SHORT EXERCISE:
In the rows below, take the lines from the one containing "the blue jersey in the photo above." through the end of the rows, both ends included, and rewrite them with every "jersey" substituted by "shirt", leaving everything else unchanged.

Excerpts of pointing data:
################
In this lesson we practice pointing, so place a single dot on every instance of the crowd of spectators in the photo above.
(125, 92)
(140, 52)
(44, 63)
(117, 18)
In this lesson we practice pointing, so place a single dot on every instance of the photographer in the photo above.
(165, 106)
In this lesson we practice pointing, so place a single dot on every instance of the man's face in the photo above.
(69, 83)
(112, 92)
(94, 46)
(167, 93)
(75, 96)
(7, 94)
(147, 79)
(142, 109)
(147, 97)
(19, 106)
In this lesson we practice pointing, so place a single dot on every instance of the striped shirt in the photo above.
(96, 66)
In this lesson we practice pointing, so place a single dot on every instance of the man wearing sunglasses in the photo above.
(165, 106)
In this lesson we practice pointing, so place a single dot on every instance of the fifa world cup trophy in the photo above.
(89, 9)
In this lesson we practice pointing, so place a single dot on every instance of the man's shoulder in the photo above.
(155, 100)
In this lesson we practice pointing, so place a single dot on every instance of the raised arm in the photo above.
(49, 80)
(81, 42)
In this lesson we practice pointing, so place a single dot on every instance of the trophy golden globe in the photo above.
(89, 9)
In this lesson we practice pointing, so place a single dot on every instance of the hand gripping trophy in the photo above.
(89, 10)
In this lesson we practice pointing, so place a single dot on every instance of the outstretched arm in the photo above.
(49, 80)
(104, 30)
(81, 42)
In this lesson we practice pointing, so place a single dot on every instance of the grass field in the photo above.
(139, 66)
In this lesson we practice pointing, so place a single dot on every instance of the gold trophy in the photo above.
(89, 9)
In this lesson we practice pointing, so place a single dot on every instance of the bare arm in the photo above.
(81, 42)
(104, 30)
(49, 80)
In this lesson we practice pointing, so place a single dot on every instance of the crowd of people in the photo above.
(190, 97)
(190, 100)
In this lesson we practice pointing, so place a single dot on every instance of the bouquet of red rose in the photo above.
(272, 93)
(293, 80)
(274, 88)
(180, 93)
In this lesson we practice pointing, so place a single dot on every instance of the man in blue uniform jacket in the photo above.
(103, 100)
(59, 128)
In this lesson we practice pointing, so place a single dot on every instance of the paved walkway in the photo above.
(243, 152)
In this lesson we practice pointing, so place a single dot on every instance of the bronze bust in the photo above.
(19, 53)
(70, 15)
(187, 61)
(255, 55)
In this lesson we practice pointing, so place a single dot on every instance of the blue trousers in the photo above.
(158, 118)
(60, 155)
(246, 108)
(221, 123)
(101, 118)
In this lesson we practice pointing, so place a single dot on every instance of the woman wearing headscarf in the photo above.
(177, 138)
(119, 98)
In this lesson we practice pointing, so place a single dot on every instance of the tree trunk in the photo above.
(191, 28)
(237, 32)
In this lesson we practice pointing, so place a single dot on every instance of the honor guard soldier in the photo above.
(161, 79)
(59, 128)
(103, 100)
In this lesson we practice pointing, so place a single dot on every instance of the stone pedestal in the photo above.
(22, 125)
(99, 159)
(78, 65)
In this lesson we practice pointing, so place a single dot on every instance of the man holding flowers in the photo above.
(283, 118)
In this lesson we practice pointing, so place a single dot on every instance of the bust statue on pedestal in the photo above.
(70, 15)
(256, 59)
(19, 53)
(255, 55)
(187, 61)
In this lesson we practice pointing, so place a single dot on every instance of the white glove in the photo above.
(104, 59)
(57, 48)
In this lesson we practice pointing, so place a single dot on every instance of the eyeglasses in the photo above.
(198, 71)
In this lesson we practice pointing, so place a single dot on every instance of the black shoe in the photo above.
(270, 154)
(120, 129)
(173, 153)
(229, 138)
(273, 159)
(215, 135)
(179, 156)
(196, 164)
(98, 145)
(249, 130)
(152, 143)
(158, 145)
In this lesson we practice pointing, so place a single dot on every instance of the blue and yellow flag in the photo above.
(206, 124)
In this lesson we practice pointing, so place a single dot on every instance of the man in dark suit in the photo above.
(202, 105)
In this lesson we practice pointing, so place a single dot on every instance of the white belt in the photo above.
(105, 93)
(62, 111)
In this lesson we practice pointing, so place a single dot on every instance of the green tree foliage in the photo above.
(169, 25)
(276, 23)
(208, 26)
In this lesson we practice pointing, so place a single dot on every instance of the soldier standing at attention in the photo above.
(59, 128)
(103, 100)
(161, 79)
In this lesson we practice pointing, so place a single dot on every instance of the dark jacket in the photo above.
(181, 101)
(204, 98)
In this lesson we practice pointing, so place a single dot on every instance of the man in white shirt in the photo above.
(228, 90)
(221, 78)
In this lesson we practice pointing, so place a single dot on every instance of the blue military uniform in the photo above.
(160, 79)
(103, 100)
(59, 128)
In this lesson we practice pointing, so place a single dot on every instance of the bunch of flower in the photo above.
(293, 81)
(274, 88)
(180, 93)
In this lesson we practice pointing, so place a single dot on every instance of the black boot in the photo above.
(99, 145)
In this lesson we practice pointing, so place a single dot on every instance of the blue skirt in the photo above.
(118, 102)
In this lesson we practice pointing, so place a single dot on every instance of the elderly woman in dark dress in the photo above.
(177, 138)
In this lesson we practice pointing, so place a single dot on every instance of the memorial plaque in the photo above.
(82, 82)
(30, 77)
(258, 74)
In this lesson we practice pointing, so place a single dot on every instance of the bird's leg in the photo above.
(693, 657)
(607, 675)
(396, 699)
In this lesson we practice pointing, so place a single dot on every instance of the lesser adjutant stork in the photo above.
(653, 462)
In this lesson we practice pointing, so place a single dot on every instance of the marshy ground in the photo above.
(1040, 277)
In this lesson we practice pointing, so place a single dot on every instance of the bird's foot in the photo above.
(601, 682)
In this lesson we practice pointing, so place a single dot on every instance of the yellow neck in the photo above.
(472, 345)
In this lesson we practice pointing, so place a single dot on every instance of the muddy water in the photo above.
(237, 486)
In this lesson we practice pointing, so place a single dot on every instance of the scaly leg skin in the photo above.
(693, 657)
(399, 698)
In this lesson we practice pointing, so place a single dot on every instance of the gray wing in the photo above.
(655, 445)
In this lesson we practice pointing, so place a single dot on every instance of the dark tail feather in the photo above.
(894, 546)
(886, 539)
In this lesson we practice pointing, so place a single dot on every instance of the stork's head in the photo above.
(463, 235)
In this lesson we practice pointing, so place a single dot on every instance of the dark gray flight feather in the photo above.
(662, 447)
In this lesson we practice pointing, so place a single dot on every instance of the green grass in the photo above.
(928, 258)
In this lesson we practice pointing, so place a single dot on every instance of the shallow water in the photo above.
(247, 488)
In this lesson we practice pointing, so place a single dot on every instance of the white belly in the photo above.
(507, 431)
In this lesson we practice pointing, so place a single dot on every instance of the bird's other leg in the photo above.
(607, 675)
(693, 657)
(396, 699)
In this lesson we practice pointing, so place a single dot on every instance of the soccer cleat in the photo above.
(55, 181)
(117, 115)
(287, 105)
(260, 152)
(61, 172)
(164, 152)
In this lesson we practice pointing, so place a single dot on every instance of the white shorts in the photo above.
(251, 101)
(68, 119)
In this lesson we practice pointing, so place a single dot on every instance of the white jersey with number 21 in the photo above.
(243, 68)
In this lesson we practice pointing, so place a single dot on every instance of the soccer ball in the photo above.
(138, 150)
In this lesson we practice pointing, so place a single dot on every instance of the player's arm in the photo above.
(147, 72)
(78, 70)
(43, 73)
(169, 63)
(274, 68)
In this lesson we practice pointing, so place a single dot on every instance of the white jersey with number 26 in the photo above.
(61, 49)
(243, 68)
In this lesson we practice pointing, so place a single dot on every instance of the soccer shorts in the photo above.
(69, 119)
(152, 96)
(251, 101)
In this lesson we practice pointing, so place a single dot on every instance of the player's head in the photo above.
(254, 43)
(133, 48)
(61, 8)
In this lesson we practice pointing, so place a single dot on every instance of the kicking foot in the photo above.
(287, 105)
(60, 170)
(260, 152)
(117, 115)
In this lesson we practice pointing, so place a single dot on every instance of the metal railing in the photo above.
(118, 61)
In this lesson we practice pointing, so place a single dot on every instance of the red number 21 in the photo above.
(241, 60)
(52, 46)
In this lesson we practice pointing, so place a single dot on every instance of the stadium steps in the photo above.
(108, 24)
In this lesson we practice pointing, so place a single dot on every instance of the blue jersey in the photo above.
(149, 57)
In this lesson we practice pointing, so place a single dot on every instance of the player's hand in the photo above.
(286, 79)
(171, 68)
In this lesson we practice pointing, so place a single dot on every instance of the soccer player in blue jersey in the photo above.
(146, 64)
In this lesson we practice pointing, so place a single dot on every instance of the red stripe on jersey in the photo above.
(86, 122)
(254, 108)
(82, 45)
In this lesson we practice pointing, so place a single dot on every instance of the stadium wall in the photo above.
################
RESULT FOR THIS EXERCISE:
In this lesson we practice pointing, so place a single dot on every instance of the blue shirt in the photo above.
(149, 57)
In this lesson we practice pointing, so place a single dot on every instance of the player's hand in the photo above.
(286, 79)
(171, 68)
In this lesson we practice pointing, so place a single dot on every instance of the soccer player in blue shirt in the photo above.
(146, 64)
In this lesson we practice pointing, so place a single dot on every instance of the red stripe on shirt in the photo above.
(86, 122)
(254, 108)
(82, 45)
In this lesson we practice pointing, so place a single dot on every instance of the stadium wall in the photo above.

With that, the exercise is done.